#### Provided entries
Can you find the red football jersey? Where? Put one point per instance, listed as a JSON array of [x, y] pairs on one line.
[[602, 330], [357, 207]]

...

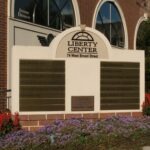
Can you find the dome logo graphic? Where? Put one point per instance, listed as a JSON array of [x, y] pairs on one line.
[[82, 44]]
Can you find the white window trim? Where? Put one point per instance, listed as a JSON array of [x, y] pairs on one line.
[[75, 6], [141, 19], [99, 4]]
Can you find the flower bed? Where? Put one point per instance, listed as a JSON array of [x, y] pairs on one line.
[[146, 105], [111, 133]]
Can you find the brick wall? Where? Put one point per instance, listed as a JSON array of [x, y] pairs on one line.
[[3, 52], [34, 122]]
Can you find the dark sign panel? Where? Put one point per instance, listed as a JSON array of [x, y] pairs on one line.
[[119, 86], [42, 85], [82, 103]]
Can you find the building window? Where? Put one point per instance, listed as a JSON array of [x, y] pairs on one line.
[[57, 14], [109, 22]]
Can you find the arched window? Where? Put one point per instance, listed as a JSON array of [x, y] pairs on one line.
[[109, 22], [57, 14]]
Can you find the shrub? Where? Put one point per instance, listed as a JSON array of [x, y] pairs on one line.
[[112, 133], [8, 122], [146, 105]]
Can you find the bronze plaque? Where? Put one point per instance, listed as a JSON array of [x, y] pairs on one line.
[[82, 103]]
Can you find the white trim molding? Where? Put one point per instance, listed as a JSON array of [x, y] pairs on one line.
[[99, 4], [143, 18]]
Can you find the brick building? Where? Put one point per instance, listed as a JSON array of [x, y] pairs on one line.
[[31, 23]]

...

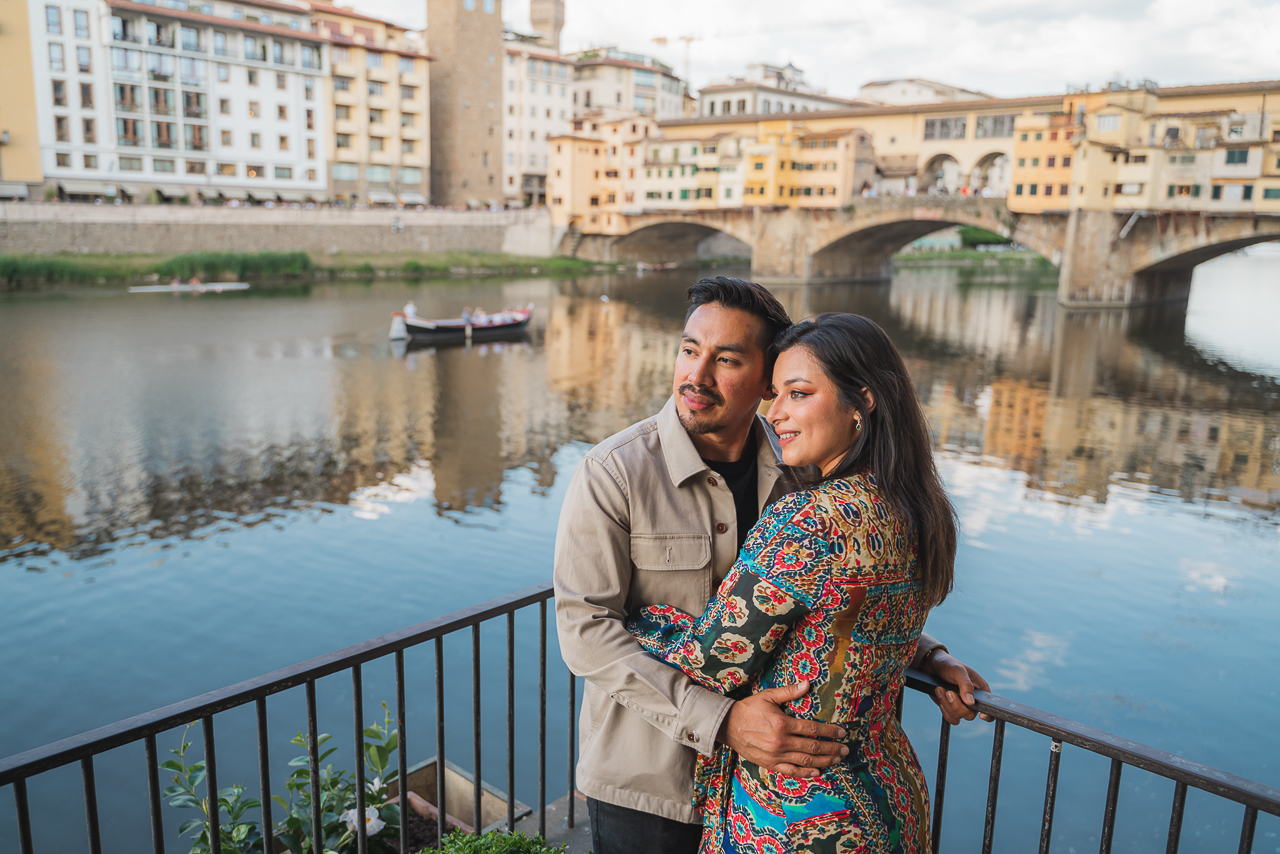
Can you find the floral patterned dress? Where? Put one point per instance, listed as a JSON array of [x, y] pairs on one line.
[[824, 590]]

#### Requirements
Copy out the entries starting at the line containing "Can you find the bronze" and ending after the line containing "[[99, 4], [143, 18]]", reproducing each line exactly.

#### Output of the task
Can you find the bronze plaque? Where? Put one point per instance, listed as a JSON array of [x, y] pairs on one line.
[[82, 103]]
Can you find the white trim molding? Where? Put one point per instance, listed as a JSON array of [x, y] pairs on one line.
[[99, 4], [143, 18]]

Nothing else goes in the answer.